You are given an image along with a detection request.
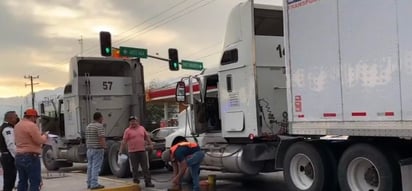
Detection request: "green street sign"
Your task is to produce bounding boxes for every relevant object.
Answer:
[182,60,203,70]
[119,46,147,58]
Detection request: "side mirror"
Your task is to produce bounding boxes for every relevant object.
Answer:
[175,81,186,102]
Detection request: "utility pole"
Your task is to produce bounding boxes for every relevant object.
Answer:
[24,75,39,109]
[79,36,83,56]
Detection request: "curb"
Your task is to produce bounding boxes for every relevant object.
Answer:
[98,184,141,191]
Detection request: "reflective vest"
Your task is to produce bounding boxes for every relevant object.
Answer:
[170,142,198,156]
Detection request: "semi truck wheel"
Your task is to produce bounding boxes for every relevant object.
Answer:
[108,142,131,178]
[100,140,114,175]
[41,145,73,171]
[283,142,337,191]
[41,145,59,170]
[338,144,398,191]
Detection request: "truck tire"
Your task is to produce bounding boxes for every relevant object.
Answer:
[108,142,131,178]
[41,145,73,171]
[338,143,398,191]
[283,142,337,191]
[41,145,59,170]
[99,140,114,175]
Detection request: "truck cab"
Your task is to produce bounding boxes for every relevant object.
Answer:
[41,56,145,177]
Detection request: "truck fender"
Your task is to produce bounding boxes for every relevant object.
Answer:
[275,135,303,170]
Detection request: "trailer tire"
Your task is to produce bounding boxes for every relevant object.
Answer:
[108,142,131,178]
[283,142,337,191]
[99,140,114,175]
[338,143,397,191]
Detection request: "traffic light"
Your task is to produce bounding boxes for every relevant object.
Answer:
[100,31,112,56]
[169,48,179,71]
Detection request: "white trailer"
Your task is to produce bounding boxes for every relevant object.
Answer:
[166,0,412,191]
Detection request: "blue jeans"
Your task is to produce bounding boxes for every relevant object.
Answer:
[87,149,104,188]
[186,151,205,191]
[15,153,41,191]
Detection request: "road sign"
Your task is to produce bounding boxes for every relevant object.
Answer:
[182,60,203,70]
[120,46,147,58]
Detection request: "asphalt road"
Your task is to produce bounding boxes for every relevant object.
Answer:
[54,164,288,191]
[106,169,288,191]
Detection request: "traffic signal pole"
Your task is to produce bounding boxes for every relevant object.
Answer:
[147,55,169,62]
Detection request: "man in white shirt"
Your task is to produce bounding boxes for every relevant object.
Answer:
[0,111,19,191]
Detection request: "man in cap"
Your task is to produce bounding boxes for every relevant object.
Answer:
[119,116,154,187]
[86,112,106,190]
[0,111,19,191]
[162,140,205,191]
[14,109,48,191]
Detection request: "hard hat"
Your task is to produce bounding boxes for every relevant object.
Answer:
[24,109,39,117]
[162,149,171,162]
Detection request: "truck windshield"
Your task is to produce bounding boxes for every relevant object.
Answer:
[78,60,131,76]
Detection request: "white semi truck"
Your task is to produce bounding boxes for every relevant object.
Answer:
[166,0,412,191]
[41,57,145,177]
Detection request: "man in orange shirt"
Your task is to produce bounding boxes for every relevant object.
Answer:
[119,116,154,187]
[14,109,48,191]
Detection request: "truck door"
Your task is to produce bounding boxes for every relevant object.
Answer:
[218,1,257,137]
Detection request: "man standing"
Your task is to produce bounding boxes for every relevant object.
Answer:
[86,112,106,190]
[14,109,48,191]
[119,116,154,187]
[0,111,19,191]
[162,141,205,191]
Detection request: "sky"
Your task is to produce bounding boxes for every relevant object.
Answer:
[0,0,282,98]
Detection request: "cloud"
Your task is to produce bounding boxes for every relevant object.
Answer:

* _DIRECTIVE_: Exclude the pictures and transcribe all of the entries exactly.

* _OUTPUT_:
You are given an image along with a detection request.
Detection request: "green street sign"
Your task is to produce bounding boxes for every relevant object.
Answer:
[182,60,203,70]
[119,46,147,58]
Detection request: "side mirror"
Your task is to produce bounding boxes for every relevant object.
Answer:
[175,81,186,102]
Detection request: "utility pole"
Your task is to produce bounding boxes for every relevant object.
Answer:
[24,75,39,109]
[79,36,83,56]
Detection request: "curb"
Your task is to produce bounding boxes for every relevant object.
Answer:
[98,184,141,191]
Detection request: "reflective vest"
Your task is to produce bounding boxes for every relevant object.
Answer:
[170,142,198,156]
Detection request: "semi truck wheel"
Your task is to produce bounding boxes for every relevant object.
Answer:
[108,142,131,178]
[100,140,114,175]
[41,145,73,171]
[283,142,337,191]
[41,145,59,170]
[338,144,398,191]
Detection request: "truck tire"
Your task is to produce bounding boxes for every relevant object.
Answer:
[108,142,131,178]
[41,145,73,171]
[338,143,398,191]
[283,142,337,191]
[41,145,59,170]
[99,140,114,175]
Detection request: "truck cab"
Your task is to produce bounding boxes for every relevant object.
Answer:
[41,56,145,177]
Detection request: "truck fender"
Your task is to produce bounding boxes for every relevant object.
Answer:
[275,135,303,170]
Detection request: "trailer tire"
Your task is to produce bounding boxes for every relevant object.
Answer:
[108,142,131,178]
[283,142,337,191]
[99,140,114,175]
[338,143,397,191]
Detection request: "traffic light"
Your task is to produce bounding boxes for every relevant object.
Answer:
[100,31,112,56]
[169,48,179,71]
Detection request: "white trailer"
Your task is to produce bounding boxes for every relevant object.
Answer:
[166,0,412,191]
Detection request: "blue jeans"
Your task is to produce bounding boxes for every relevant object.
Answer:
[87,149,104,188]
[186,151,205,191]
[15,153,41,191]
Detection request: "road sign"
Your task is to produce bounding boxes for every relevant object.
Answer:
[182,60,203,70]
[120,46,147,58]
Detection request: "asphalt road"
Your task is to produce bounding boxes for every relevant object.
Answer:
[54,164,288,191]
[106,169,288,191]
Detection request: "traffic signal pole"
Your task is to produce bounding boxes for every relevant object.
Answer:
[147,55,169,62]
Detection request: "man in white shirt"
Your task is to produce bounding boxes for every relevant object.
Answer:
[0,111,19,191]
Detection request: "man in cap"
Your task is to produce bounding boxes for every relevant object.
Answer:
[119,116,154,187]
[86,112,106,190]
[0,111,19,191]
[162,140,205,191]
[14,109,48,191]
Detection request: "hard hat"
Your task is to produce bounding boxes for every relevant object.
Answer:
[24,109,39,117]
[162,149,171,162]
Detection request: "truck windshield"
Your task is to produce bounding boxes for every relevant object.
Answer:
[78,60,131,76]
Detection request: "white semi truck"
Your task is to produce bounding boxes for every relevant object.
Answer:
[166,0,412,191]
[41,57,145,177]
Detection request: "man in orange shirt"
Your task is to produce bounding boxes for every relevant object.
Answer:
[119,116,154,187]
[14,109,48,191]
Detection request: "truck door"
Your task is to produce bounding boxes for every relevant object.
Answer:
[218,1,257,137]
Detection request: "man standing"
Your task is to produce bounding boxes for every relevant object.
Answer:
[86,112,106,190]
[14,109,48,191]
[119,116,154,187]
[0,111,19,191]
[162,141,205,191]
Detection request: "sky"
Your task is to produce bounding boxes for every relevant object.
Answer:
[0,0,282,98]
Detection request: "cloud"
Your task is to produce bounding boxes for every relevant object.
Answer:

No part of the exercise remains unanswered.